» Tasks
1. Answer these from the VA claims backlog article:
(a) What backlog level does the agency aim to reach by the end of fiscal year 2022?
(b) At least how many veterans have not shown up for their appointments?
(c) When did the agency start offering in-person exams nationwide?
2. Please write the next part of the VA claims backlog article, picking up after its final sentence.

» Supplied passage
☆ ☆ ☆
VA expecting claims backlog to peak this summer

Recent additions to the backlog of veterans affected by Agent Orange are going to add to an expected spike in the backlog of pending benefits claims at the Veterans Benefits Administration, but agency officials are still aiming to get the levels closer to pre-pandemic numbers by the end of fiscal year 2022.

VA facility in Cincinnati 2020 Editorial credit: Jonathan Weiss / Shutterstock.com
 

A VA facility in Cincinnati, (Image credit: Jonathan Weiss/Shutterstock.com)

The Veterans Benefits Administration is expecting its backlog of benefits claims to spike this summer as the office continues to reckon with the full impact of the pandemic and address claimants ushered in by Congressional mandates and the courts.

The backlog of claims is a chronic challenge that's long been the target of agency goals, but has doubled over the course of the pandemic.

The backlog of disability compensation and pension claims requiring a rating decision that have been sitting for over 125 days is currently at 191,700 claims, said Thomas Murphy, the acting under secretary for benefits at the VBA during a hearing held by the Senate Committee on Veterans' Affairs on May 12.

Agency officials are expecting the backlog to hit a "short-term spike" between 225,000 to 240,000 in August. The agency's goal is to get it down to around 100,000 claims by the end of fiscal year 2022, Murphy said.

The pandemic put a pause in one part of the disability claims process for vets used to determine eligibility, examinations called compensation and pension exams (C&P).

At the onset of the pandemic, the agency had to suspend these in-person medical exams and changed its procedures to allow vets to wait for in-person exams. In the meantime, VBA maximized the use of telehealth exams and acceptable clinical evidence processes that rely on clinical histories, Murphy said. The agency started offering in-person exams nationwide at the end of fiscal year 2020.

Now, a major problem for the VBA is veterans not coming in for their appointments, he said. Right now at least 58,000 haven't shown up. The office has been targeting vets via social media, phone calls and letters.

Retrieving the federal records necessary for the claims process also presented a hurdle when the National Archives and Records Administration closed during the pandemic, but the agency is now under pre-pandemic working inventory levels of records claims, Murphy said.

Moving forward, the agency wants to use recent funding from the American Rescue Plan to expand federal record scanning so that currently paper-based requests can be processed more quickly in the future, Murphy said.
☆ ☆ ☆
» Supplied information
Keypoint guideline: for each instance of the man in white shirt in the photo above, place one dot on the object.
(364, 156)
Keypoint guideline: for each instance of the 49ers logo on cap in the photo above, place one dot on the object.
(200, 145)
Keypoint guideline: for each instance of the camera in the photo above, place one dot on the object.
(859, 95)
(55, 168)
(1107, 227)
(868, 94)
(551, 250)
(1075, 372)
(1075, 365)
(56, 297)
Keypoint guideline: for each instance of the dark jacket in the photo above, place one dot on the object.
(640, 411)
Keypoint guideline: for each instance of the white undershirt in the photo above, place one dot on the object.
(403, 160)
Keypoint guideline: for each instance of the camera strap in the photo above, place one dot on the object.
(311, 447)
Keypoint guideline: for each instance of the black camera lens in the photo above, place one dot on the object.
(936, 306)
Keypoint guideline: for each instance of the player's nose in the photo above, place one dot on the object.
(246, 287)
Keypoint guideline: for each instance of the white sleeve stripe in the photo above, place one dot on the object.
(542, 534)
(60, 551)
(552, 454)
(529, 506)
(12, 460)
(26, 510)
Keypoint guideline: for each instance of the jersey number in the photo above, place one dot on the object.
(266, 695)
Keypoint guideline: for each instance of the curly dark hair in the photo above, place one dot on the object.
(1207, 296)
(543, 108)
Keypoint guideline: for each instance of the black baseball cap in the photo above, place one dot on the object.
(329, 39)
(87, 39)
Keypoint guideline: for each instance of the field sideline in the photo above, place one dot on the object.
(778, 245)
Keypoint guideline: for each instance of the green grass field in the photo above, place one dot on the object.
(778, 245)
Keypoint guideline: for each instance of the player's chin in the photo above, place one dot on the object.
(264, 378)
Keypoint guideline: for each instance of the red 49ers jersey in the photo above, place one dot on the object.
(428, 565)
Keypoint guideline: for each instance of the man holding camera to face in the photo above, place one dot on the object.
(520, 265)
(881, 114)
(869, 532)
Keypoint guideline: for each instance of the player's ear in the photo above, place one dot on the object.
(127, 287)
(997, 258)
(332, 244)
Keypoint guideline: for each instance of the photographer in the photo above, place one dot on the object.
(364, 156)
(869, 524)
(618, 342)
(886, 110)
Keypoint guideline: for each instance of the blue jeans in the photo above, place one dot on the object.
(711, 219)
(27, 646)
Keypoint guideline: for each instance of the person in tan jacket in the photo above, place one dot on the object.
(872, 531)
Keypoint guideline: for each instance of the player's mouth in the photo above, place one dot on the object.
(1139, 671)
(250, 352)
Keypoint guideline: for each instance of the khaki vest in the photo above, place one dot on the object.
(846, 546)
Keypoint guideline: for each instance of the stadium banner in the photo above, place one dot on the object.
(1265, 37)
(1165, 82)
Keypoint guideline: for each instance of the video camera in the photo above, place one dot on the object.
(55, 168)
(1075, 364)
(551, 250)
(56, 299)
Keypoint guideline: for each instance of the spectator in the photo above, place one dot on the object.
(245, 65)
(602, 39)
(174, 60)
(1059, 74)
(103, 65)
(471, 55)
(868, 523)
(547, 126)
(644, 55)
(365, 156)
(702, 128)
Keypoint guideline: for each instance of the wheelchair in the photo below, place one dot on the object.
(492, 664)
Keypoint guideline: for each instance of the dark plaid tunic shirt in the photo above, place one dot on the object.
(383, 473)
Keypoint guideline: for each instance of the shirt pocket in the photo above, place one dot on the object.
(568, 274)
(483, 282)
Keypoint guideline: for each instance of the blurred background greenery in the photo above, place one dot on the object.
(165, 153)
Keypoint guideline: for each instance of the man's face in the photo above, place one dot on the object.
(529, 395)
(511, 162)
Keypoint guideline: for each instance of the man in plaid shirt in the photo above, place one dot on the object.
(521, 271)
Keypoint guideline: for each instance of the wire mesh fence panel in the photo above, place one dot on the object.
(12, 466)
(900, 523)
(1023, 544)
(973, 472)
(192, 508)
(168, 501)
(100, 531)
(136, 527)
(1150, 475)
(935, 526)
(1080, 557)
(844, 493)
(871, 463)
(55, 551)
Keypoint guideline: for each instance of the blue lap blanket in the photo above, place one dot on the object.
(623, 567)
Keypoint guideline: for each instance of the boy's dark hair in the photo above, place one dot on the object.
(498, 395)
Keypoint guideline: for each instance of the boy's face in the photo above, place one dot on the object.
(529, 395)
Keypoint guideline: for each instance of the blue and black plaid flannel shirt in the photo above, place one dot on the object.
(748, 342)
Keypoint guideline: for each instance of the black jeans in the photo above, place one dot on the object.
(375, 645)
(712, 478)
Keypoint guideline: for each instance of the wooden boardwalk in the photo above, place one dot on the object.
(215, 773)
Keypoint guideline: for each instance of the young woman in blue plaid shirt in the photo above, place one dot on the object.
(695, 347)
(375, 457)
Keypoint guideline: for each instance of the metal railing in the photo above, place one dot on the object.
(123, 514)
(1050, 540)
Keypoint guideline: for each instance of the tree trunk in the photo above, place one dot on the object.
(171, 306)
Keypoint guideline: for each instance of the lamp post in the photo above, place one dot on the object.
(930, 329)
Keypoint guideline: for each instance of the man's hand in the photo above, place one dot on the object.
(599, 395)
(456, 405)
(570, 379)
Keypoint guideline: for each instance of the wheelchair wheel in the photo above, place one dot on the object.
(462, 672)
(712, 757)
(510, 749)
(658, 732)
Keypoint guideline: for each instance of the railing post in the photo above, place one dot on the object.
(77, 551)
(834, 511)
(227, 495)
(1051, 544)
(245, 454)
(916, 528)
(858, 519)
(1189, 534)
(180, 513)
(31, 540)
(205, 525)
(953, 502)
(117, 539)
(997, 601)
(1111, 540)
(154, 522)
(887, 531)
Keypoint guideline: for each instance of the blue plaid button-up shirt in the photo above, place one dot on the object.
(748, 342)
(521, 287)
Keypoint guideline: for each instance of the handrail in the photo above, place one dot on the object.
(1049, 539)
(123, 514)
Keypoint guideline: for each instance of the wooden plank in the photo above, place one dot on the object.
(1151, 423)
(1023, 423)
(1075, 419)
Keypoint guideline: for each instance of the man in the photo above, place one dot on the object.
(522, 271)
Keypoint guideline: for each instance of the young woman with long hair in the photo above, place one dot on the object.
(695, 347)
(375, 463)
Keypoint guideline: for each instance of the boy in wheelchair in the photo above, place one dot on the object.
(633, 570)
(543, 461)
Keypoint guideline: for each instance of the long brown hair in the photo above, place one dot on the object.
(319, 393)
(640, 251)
☆ ☆ ☆
» Responses in order
1.
(a) Around 100,000 claims.
(b) 58,000.
(c) At the end of fiscal year 2020.

2.
Apart from the pandemic, other recent developments are also expected to add to the backlog and culminate in the August peak in the backlog, Murphy said.

In January 2021, Congress added new presumptive conditions stemming from exposure to Agent Orange, a chemical defoliant used in the Vietnam War, that the office will have to adjudicate for veterans. A court ruling in late 2020 mandating that the VBA re-adjudicate 62,000 claims dealing with vets affected by Agent Orange will also contribute to the spike.

Murphy said that, overall, the agency has handled the pandemic well.

"We're in the middle of a pandemic," he said. "That's a 100-year event … While it's a bad thing to have our backlog double, it's only doubled based on what we have. And that includes us shutting down for five months."

Still, other witnesses and Senators are skeptical.

Ryan Gallucci, director of the National Veterans Service of Veterans of Foreign Wars, said that the measure of the backlog itself isn't necessarily the right thing,

"Time has come to rethink how VA measures success," he said. "VA has seemed obsessed with the benchmark to the detriment of the veteran experience."

Shane Liermann, the deputy national legislative director at Disabled American Veterans echoed that sentiment, noting that accuracy and timeliness should be key.

"I'm also concerned that as VBA concentrates on speed, it risks sacrificing quality. Disabled veterans must have confidence that their claims will be fairly and accurately decided," said Sen. Jon Tester (D-Mont.).

Tester also pointed to recommendations from the Government Accountability Office that the VBA conduct more thorough oversight of its contracting workforce charged with doing C&P exams.

"In short, the VBA must make the process more veteran-focused and less adversarial," he said.